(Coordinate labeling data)

######

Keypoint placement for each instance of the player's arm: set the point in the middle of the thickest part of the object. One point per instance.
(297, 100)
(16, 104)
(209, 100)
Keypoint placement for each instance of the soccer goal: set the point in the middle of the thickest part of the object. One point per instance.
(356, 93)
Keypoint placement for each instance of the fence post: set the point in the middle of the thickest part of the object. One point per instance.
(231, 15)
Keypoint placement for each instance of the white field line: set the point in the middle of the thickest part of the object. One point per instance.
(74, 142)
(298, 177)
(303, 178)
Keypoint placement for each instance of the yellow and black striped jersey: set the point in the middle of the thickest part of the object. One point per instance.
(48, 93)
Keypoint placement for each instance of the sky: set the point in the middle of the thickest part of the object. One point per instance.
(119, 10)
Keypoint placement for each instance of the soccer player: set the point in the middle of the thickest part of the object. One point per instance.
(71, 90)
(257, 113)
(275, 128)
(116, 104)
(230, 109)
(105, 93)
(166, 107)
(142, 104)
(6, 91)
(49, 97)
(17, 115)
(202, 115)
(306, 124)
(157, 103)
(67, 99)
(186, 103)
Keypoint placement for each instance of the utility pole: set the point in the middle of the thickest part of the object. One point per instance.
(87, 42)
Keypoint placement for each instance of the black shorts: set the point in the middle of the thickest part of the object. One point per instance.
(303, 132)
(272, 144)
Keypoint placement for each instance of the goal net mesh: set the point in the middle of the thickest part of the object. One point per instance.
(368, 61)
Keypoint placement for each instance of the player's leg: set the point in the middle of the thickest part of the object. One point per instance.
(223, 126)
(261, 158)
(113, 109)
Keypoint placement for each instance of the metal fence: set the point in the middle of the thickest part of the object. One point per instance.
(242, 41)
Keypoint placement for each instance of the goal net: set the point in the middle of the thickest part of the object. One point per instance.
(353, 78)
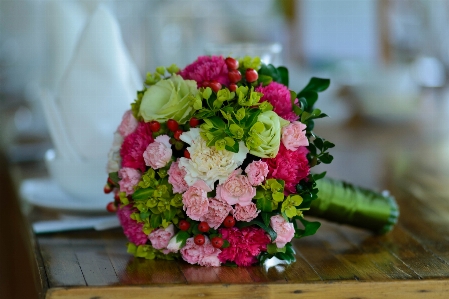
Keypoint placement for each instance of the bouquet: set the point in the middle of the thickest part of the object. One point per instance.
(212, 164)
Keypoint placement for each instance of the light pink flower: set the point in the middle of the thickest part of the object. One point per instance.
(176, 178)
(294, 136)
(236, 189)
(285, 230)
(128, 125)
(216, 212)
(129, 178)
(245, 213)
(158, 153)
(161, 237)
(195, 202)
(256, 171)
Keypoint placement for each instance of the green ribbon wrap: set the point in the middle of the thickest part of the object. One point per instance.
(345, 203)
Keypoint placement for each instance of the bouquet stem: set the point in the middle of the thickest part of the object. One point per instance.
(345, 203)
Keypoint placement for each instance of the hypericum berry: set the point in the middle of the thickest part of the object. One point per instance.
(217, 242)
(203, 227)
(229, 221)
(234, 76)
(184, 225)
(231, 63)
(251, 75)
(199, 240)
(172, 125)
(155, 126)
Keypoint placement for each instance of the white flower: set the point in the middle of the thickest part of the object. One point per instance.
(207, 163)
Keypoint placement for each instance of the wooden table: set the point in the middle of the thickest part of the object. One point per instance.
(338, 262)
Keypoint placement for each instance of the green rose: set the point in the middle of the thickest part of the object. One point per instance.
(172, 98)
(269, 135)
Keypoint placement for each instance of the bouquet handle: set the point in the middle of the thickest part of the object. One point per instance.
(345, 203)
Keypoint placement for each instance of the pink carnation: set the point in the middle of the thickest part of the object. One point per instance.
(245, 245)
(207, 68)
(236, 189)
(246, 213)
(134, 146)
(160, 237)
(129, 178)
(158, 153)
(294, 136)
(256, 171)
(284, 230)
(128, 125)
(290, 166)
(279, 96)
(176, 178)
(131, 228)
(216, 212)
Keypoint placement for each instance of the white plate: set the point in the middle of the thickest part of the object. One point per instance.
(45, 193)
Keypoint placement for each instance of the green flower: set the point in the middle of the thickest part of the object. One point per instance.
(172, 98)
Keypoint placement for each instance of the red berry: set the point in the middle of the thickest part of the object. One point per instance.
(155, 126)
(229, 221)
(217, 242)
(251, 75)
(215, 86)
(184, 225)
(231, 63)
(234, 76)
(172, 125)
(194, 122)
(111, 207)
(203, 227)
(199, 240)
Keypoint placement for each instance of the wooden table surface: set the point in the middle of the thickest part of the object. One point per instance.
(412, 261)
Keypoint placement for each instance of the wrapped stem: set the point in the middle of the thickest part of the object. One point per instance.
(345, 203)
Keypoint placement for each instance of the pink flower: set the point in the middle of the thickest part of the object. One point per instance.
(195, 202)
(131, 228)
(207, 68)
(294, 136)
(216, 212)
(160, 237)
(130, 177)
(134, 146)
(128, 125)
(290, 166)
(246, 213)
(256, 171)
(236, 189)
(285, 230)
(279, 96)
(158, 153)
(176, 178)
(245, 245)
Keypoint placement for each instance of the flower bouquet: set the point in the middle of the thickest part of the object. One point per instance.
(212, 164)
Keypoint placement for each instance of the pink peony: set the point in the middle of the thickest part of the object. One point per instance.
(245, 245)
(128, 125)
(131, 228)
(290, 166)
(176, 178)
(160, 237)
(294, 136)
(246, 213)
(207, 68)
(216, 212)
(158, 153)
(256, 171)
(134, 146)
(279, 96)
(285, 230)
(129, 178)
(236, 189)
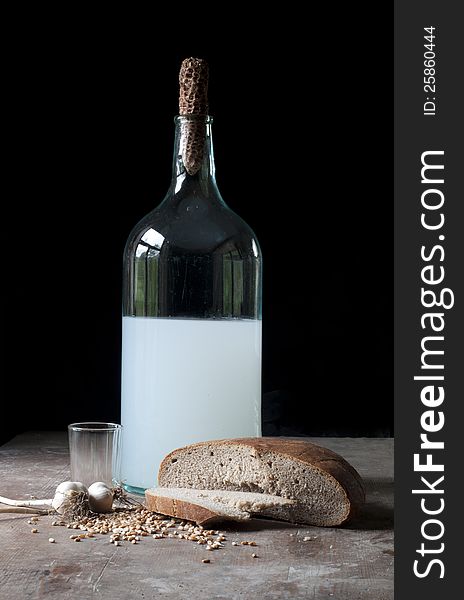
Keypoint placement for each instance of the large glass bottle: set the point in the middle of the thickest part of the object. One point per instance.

######

→ Task:
Starting at the line that contains "Keypoint placement for each instance of the wrapped" and ending at the last line of the material, write every line out again, requests included, shifting each number in the answers' coordinates up by 45. Leave the pictures out.

→ Exercise result:
Keypoint placement for each instance of the wrapped stem: set the point in the middle of the thickest part of the object. One point per instance.
(390, 248)
Keypoint placement for each instance of the pink flower: set the point in the middle of the thickest part of the object. One point per instance.
(240, 247)
(176, 273)
(252, 113)
(339, 181)
(261, 257)
(205, 282)
(175, 222)
(179, 191)
(173, 170)
(335, 211)
(291, 258)
(301, 216)
(281, 234)
(330, 275)
(324, 141)
(203, 198)
(221, 223)
(290, 290)
Keypoint placement for each instance of the flower bouquet: set the point in the middle of the thickest part of the object. One point per instance.
(257, 209)
Keypoint placement for each instance of the pink peony: set the point in the middle of the thickest part of the object. One point per instance.
(290, 290)
(173, 170)
(176, 273)
(335, 211)
(221, 223)
(205, 282)
(339, 181)
(291, 258)
(252, 113)
(261, 257)
(203, 198)
(301, 216)
(179, 191)
(324, 141)
(330, 275)
(174, 223)
(281, 234)
Keypoint placement for each instance of the large glass bottle: set the point in the middle of the thickest part of the object. One point per instance.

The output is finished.